### [TASK INSTRUCTIONS]
Count the lines in the entries below that contain the word "opera", and reply with that number alone.

### [DATA SUPPLIED]
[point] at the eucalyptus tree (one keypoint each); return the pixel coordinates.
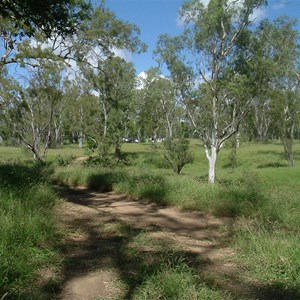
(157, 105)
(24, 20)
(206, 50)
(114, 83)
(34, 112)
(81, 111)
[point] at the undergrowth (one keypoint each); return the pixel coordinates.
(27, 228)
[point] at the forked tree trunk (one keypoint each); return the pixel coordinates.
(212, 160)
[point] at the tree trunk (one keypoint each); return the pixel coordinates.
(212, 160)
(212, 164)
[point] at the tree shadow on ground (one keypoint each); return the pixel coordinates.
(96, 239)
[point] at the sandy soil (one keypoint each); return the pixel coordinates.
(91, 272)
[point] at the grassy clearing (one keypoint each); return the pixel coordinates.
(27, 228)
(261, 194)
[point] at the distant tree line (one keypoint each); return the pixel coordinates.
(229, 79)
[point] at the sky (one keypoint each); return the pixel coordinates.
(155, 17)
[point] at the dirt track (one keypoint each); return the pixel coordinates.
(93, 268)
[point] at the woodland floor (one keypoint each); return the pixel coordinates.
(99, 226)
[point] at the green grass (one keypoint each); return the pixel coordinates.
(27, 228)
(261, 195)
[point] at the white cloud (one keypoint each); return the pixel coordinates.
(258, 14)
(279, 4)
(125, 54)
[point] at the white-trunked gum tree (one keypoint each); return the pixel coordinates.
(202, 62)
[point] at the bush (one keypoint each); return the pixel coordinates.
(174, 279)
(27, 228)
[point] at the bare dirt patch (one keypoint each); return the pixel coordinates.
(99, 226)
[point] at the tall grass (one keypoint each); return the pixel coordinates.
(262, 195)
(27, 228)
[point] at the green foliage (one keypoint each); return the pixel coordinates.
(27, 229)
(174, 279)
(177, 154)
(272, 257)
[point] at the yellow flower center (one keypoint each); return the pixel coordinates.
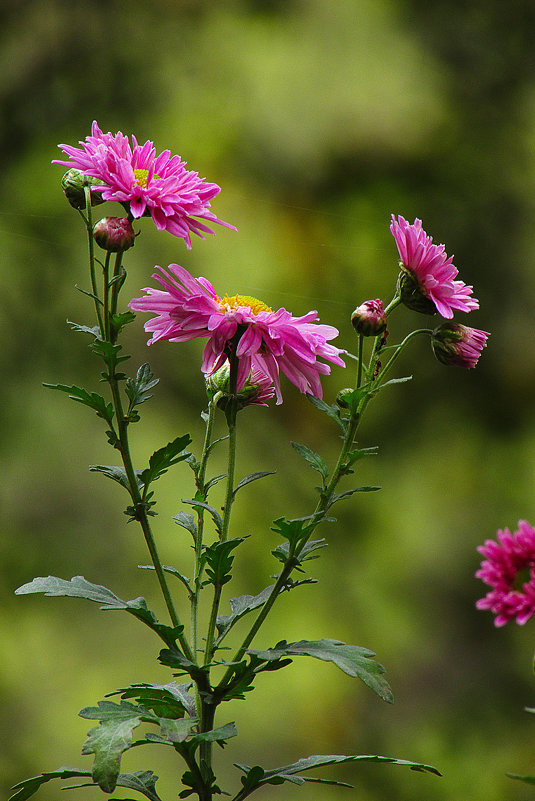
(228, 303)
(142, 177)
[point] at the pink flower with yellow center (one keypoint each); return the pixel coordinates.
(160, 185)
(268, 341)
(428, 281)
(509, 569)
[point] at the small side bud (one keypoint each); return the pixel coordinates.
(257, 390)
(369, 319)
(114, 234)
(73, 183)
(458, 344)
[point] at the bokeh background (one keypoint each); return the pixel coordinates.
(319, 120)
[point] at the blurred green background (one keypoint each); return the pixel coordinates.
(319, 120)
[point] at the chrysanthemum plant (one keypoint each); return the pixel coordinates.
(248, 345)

--

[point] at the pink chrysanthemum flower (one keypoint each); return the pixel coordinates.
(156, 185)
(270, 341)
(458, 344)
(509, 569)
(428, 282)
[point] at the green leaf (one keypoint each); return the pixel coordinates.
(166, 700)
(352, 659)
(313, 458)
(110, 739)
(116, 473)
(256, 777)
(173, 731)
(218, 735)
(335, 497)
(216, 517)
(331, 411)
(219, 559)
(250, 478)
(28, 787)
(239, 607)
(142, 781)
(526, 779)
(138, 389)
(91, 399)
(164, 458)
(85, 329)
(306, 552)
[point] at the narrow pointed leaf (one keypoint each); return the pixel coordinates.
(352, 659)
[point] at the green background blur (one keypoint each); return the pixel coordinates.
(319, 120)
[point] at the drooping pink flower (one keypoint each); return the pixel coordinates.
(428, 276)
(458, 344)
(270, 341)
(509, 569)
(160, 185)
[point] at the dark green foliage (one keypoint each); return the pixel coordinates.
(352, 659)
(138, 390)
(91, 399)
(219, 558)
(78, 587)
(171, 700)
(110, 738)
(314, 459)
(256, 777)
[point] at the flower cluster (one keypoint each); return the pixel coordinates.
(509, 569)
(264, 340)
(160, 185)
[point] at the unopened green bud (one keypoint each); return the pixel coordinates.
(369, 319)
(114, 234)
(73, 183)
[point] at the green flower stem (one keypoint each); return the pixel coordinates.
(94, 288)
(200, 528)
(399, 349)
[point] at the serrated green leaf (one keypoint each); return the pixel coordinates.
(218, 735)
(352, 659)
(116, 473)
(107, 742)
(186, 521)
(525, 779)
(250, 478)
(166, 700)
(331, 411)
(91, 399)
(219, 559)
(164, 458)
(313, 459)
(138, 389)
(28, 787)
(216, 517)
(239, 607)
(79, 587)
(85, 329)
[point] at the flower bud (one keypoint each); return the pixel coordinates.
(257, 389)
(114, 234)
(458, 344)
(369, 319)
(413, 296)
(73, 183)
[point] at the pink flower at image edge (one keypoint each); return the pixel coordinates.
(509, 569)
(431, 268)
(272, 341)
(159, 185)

...

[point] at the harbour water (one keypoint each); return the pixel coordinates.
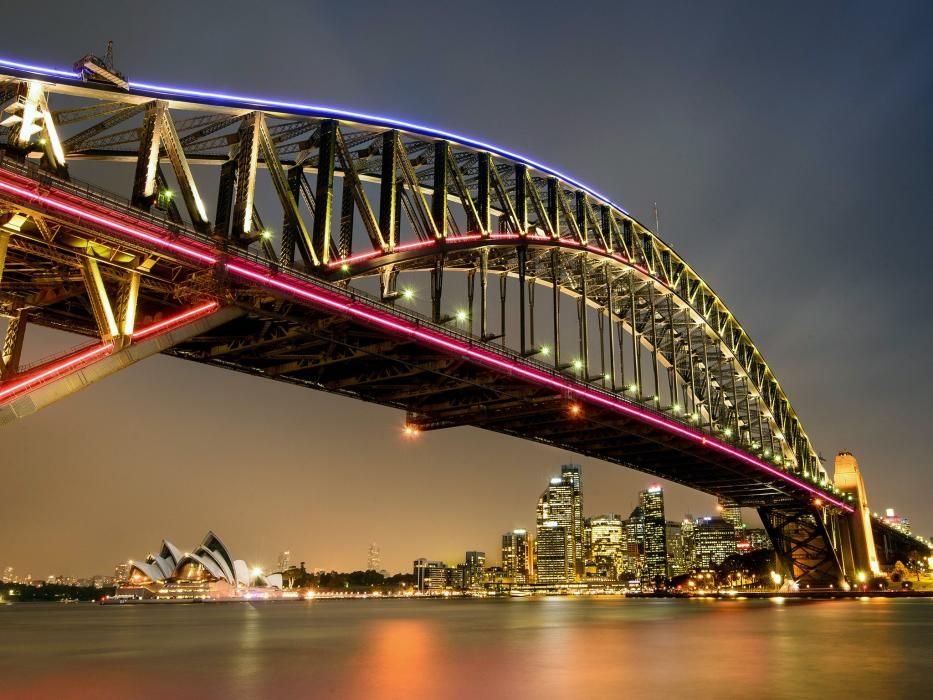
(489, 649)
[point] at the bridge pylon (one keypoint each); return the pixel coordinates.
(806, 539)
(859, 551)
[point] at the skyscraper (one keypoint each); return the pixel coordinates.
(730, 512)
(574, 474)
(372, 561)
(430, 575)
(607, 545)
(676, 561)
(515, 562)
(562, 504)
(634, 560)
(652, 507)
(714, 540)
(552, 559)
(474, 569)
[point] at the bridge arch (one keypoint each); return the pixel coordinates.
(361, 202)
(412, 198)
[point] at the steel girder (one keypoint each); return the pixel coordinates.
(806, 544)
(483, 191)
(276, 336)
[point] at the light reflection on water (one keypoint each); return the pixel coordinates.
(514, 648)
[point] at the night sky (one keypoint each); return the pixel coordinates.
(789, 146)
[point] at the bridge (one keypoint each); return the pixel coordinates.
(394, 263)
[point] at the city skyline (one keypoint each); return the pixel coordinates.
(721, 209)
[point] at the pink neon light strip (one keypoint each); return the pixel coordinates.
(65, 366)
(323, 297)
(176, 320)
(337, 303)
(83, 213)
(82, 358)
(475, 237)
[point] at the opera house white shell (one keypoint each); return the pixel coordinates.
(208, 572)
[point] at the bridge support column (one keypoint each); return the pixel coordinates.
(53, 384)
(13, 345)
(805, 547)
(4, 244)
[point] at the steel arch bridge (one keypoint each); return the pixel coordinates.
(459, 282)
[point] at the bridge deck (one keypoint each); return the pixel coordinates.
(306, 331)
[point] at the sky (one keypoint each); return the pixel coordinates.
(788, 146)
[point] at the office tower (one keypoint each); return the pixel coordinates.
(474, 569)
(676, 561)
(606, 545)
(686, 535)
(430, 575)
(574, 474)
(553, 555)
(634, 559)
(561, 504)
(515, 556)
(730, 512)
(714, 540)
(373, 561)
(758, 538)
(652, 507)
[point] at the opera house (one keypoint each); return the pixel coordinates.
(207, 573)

### [RIGHT ANSWER]
2